Lay out as a numbered list the stretch of records below from the line containing "Does the above picture contain any white marble" through the end of the records, leaving out blank lines.

- - - - -

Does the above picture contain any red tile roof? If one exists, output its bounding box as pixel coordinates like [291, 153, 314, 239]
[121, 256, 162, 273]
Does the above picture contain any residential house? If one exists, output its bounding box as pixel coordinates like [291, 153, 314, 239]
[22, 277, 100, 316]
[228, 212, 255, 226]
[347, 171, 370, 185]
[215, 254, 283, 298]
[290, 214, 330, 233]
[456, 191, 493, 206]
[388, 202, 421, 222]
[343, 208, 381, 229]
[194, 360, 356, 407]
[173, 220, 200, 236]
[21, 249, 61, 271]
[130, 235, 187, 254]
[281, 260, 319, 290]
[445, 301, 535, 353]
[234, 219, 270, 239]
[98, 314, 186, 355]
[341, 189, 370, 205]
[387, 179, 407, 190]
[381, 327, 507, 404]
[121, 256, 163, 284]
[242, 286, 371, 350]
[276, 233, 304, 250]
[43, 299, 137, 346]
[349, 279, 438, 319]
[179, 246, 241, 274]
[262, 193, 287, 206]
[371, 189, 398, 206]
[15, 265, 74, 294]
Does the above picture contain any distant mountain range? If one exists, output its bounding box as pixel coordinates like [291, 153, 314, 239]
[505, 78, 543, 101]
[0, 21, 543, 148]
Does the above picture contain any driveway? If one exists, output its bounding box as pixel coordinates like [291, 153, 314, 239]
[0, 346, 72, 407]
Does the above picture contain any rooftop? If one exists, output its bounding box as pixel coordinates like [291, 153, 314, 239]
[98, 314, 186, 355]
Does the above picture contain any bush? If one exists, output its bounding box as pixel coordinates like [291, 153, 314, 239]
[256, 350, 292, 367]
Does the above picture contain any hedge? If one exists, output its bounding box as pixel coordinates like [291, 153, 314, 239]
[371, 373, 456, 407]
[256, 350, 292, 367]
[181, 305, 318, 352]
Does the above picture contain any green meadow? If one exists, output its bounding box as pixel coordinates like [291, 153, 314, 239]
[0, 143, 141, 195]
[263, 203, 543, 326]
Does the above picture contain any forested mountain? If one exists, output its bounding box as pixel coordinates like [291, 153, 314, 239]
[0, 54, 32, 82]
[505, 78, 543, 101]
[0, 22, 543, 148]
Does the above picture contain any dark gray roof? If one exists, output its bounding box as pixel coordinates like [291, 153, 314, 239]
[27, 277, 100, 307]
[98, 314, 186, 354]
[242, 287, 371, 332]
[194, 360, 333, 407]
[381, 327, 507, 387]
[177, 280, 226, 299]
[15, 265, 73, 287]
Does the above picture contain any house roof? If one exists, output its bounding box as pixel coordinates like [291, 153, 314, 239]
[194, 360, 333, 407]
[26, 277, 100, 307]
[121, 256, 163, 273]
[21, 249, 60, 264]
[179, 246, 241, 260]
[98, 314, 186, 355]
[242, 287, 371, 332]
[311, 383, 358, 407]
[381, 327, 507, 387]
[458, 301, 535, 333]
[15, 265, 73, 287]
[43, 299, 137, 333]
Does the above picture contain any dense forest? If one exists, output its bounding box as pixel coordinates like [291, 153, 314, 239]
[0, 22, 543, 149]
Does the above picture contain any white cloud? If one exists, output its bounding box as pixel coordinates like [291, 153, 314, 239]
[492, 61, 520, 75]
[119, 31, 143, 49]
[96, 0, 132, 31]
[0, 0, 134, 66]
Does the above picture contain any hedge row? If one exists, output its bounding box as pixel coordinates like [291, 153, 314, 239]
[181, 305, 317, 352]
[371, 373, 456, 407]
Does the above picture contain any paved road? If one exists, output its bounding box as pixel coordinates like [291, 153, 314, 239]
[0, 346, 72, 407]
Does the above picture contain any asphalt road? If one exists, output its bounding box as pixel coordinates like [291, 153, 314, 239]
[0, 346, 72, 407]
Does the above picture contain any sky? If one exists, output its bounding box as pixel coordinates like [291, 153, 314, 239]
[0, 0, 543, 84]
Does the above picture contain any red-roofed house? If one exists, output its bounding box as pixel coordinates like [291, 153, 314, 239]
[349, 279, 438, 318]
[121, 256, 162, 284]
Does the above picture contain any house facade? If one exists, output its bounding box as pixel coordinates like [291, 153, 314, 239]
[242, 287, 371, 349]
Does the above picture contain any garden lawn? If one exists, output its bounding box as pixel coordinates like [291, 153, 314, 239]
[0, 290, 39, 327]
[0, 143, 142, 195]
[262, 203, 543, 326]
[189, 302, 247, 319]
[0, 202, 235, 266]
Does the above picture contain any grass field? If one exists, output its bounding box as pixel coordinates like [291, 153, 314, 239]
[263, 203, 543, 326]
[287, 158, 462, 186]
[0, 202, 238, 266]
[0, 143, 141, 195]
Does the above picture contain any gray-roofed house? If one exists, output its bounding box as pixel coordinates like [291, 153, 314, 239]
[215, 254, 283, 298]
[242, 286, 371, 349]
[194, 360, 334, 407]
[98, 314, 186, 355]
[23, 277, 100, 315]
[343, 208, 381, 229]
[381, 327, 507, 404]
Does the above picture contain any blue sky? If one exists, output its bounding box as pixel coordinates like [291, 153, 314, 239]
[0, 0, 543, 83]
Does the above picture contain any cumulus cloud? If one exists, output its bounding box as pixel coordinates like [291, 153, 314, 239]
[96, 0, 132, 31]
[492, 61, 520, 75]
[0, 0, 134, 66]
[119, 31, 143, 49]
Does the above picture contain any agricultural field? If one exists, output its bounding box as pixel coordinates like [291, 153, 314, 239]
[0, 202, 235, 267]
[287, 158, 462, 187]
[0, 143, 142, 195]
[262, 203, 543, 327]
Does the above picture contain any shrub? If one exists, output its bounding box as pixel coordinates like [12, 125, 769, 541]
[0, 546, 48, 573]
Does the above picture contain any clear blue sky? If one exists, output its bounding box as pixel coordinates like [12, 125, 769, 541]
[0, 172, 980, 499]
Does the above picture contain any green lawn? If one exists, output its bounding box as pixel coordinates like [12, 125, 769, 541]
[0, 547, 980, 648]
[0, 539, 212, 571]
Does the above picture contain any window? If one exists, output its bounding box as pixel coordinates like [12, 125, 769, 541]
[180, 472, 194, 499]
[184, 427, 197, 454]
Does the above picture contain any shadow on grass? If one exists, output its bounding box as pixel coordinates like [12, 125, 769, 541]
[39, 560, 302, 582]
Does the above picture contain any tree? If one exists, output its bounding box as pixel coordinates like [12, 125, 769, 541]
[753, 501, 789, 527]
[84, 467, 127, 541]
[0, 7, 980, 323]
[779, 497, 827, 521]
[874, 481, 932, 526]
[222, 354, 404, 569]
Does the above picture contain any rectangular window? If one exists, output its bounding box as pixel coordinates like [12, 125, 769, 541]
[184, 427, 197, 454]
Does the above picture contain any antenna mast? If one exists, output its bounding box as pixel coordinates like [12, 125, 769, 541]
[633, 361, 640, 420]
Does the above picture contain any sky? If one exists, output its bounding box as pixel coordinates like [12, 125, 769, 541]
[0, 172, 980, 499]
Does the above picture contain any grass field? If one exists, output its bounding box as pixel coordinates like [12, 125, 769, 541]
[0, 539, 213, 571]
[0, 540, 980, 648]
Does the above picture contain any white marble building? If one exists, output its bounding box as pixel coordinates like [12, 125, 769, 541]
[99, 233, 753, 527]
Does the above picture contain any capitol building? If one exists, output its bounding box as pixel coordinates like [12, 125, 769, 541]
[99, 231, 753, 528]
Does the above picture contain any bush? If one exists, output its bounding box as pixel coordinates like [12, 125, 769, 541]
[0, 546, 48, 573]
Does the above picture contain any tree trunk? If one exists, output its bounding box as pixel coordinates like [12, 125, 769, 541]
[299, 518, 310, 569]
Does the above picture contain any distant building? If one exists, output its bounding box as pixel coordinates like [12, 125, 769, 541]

- - - - -

Response to the exercise:
1. Does the above picture contain any white marble building? If one exists, output its bounding box as pixel coordinates like [12, 125, 769, 541]
2. [99, 233, 753, 527]
3. Does the above picture contain any capitol building? If one exists, output its bounding box as pixel coordinates like [12, 125, 769, 541]
4. [99, 231, 753, 528]
5. Does the above picture contain any bush? If one exists, output its bounding box as pixel coordinates like [12, 125, 769, 541]
6. [0, 546, 48, 573]
7. Does the above picture contain any tree trunk? If one exists, output its bounding box as pixel coordinates like [12, 125, 769, 541]
8. [299, 518, 310, 569]
9. Does the above picture contain any distant building? If one exists, output its bounding box as pixel coordinates like [12, 125, 769, 541]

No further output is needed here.